Text-to-region grounding data
┏━━
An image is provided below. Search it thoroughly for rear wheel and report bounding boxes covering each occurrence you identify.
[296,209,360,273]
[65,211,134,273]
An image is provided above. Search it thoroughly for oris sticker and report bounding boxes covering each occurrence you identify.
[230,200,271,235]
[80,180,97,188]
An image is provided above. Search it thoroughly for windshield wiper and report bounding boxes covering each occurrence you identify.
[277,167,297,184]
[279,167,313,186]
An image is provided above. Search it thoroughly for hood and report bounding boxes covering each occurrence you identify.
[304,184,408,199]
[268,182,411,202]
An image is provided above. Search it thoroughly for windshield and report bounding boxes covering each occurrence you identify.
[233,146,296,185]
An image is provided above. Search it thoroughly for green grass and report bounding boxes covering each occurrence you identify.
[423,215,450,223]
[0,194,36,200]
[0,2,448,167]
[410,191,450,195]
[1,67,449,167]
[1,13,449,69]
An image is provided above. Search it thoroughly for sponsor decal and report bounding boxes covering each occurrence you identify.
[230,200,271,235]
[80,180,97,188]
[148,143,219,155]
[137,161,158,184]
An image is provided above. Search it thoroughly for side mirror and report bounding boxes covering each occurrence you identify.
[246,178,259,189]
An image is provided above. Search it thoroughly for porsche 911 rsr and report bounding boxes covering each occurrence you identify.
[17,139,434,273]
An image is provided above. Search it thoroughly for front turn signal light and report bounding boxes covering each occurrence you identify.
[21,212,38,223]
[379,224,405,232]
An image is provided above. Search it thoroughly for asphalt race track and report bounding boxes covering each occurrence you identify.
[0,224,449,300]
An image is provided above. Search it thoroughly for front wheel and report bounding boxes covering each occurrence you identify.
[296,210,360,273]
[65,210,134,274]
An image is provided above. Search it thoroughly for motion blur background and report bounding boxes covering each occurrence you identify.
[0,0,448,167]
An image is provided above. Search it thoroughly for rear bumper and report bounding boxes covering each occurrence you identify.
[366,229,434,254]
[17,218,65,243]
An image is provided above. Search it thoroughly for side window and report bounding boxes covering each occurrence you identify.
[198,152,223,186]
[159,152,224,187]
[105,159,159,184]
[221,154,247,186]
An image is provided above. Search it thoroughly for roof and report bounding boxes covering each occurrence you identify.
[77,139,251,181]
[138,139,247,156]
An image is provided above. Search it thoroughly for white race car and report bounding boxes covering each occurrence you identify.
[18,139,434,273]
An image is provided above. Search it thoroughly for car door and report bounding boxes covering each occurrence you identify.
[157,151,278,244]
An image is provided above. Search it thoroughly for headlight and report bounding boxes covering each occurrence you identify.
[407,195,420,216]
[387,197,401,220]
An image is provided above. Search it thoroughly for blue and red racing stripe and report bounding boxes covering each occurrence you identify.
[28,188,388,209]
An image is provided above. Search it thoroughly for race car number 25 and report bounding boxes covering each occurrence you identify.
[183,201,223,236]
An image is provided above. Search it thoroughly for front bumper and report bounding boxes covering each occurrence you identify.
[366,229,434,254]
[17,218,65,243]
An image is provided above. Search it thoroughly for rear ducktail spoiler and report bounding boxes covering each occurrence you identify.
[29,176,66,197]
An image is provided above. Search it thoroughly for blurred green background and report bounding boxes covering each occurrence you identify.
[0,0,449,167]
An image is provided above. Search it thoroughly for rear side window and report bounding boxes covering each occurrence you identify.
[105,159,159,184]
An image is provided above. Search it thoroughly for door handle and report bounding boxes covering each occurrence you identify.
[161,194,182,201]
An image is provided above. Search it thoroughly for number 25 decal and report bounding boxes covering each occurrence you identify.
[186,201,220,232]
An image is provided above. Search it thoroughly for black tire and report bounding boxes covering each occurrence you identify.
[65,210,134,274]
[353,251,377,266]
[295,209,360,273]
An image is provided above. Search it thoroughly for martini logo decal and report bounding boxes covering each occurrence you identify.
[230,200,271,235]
┗━━
> [What you will do]
Copy the data exactly as it was presented.

> [Problem solution]
An image is provided below. Search it thoroughly for rear wheel and report bounding boxes covering each occurrence you identify.
[296,209,360,273]
[65,211,134,273]
An image is provided above. Search it thoroughly for oris sticker and report bounding boxes covering each occurrence you identify.
[230,200,271,235]
[80,180,97,188]
An image is provided above. Search it thoroughly for windshield wiper and report bounding boxes covering each occurrence you identify.
[277,167,297,184]
[279,167,313,186]
An image is provided above. Search it thoroughly for hood and report bounding boxes covering each occurrence you identify.
[304,184,408,199]
[268,182,411,202]
An image is provided above. Search it thoroughly for windshield and report bounding boxes covering each occurrence you identify.
[233,146,296,185]
An image is provided above. Search it thoroughly for green grass and report bounding boxes covering each occurrence you identify.
[423,215,450,223]
[0,194,36,200]
[0,2,448,167]
[410,191,450,195]
[1,67,449,167]
[1,13,449,69]
An image is provided above. Search it thoroughly for sponsor decal and report bounding boxes covering each occurrence you identify.
[230,200,271,235]
[80,180,97,188]
[148,143,219,155]
[137,161,158,184]
An image is provided above. Search it thoroughly for side mirror and report bounding boxes covering each occurrence you identify.
[246,178,259,189]
An image is provided above. Search it thoroughly for porsche 911 rsr and report bounding boxes covering each occurrence you identify.
[17,139,434,273]
An image is provided above. Search it thoroughly for front turn signal light and report bounding boxes covering each occurrence you identify.
[21,212,38,223]
[379,224,405,232]
An image is provided above. Search it thoroughly for asphalt race track and report bounding boxes covering each occurrence you identify.
[0,224,449,300]
An image is provided above. Search it thoroughly for front wheel and report bounding boxes covering each occurrence you identify.
[296,210,360,273]
[65,210,134,274]
An image is provided above. Search it thoroughly for motion blur background and report bounding boxes covering each occurrence you identify.
[0,0,448,167]
An image is provided above. Search it thoroughly for rear bumper and report bounding boxes covering each occurrence you identify.
[366,229,434,254]
[17,218,65,243]
An image is provided above. Search it thoroughly for side window and report bounding boxes covering each occurrence you identify.
[198,152,223,186]
[159,152,224,187]
[105,159,159,184]
[221,154,247,186]
An image is provided above. Search it thoroughly for roof and report bounding boxes covering each occurrence you identify.
[77,139,251,181]
[138,139,247,156]
An image is provided above. Search it thoroughly for white race car and report bounding boxes covering each occurrence you identify.
[18,139,434,273]
An image is provided above. Search it thoroughly for car door and report bounding boxes covering each occurrence you identify.
[157,151,278,244]
An image is provided above. Search it thoroughly for headlight and report bounding boxes covering each occurrence you identify.
[407,195,420,216]
[387,197,401,220]
An image is provided above. Search it thoroughly for blue and red racing stripe and report bounding boxes covering each occurrence you identify.
[28,188,388,209]
An image is provided above. Search it thoroughly for race car number 25 and report bounding boxes covering each occurrence you identify.
[183,201,223,236]
An image is provided above. Search it thoroughly for front bumper and report bounding boxes covering each occurrence you identify.
[366,229,434,254]
[17,218,65,243]
An image is provided above. Search it thoroughly for rear ducktail spoiler and report bounding boxes covering each occurrence you identify.
[29,176,66,197]
An image is provided above. Search it thoroughly for blurred green background and report bounding boxes covering each occurrence you identify.
[0,0,449,167]
An image is provided above. Search it thoroughly for rear side window and report bounding boxes covering each occurrence you identify.
[105,159,159,184]
An image is provided above. Search it thoroughly for door handle and report bounding boxes covering each occurrence you identify.
[161,194,182,201]
An image is provided above. Search it thoroughly for number 25 decal and report bounding boxes covering each occurrence you identify.
[186,201,220,232]
An image is provided above. Search it thoroughly for black tire and report bounding boxes covering each occurrence you identify.
[65,210,134,274]
[353,251,377,266]
[295,209,360,273]
An image is provided above. Search it thoroughly for martini logo decal and report bounding boxes covering each occurrence you identify.
[230,200,271,235]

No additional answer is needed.